▶ _Data entries_:
___
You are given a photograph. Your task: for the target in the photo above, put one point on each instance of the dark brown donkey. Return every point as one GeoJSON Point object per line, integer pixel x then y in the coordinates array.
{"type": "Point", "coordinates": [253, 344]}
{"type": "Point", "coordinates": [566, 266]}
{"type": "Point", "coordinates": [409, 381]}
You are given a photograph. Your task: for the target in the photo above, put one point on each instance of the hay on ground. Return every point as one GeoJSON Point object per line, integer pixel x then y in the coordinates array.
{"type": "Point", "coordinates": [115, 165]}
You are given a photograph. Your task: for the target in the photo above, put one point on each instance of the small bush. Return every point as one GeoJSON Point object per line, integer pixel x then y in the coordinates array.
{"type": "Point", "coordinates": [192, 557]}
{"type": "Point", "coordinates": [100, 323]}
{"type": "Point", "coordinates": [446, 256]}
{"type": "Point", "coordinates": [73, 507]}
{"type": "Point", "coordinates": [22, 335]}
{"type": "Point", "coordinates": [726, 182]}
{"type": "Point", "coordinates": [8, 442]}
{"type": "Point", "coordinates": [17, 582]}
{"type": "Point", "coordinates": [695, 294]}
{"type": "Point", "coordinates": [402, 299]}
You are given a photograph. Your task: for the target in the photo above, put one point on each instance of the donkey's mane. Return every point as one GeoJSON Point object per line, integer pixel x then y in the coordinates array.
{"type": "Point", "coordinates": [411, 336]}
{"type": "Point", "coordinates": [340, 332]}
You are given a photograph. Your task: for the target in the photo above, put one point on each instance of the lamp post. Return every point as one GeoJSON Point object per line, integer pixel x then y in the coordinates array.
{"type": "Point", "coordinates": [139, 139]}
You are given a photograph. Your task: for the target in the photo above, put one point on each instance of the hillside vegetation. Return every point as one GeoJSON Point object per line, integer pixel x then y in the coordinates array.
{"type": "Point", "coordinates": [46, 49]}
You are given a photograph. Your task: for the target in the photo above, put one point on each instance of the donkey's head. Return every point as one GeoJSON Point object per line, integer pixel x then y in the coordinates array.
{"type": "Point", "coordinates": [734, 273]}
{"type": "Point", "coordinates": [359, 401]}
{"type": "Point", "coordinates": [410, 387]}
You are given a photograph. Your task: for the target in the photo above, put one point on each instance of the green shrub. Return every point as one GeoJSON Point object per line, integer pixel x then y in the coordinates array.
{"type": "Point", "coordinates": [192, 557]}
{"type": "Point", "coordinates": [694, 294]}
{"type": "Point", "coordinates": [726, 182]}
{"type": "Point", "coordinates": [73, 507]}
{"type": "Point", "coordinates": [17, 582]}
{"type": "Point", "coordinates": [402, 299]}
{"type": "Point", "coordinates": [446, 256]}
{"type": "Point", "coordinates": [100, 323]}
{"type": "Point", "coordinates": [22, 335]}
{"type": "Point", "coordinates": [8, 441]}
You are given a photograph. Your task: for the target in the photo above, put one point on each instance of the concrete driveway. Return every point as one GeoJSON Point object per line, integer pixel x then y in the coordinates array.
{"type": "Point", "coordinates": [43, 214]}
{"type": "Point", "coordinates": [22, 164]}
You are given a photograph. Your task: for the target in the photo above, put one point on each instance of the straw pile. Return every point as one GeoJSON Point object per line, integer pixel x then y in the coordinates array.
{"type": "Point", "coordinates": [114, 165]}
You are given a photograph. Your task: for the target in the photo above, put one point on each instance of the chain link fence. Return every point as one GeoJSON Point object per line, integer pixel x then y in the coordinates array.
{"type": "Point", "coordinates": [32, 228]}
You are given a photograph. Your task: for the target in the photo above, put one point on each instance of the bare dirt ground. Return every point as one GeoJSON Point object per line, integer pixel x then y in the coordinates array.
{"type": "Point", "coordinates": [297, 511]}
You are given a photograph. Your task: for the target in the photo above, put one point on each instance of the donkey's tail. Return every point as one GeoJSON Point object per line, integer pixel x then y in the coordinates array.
___
▶ _What is being asked_: Lines from the one containing "of the bare" through the end of the data above must be written out exactly, and no other lines are needed.

▶ _Response below_:
You are given a photograph. Your task: for the target in the photo above, put one point on each instance of the bare dirt ground. Return every point as one GeoJSON Point object per line, integer pixel x then y in the coordinates array.
{"type": "Point", "coordinates": [297, 511]}
You are given a photograph. Your task: for the target in the photo above, put one point on each instance of the donkey's tail. Return every point as one GeoJSON Point object per line, integer pixel x then y in the coordinates array.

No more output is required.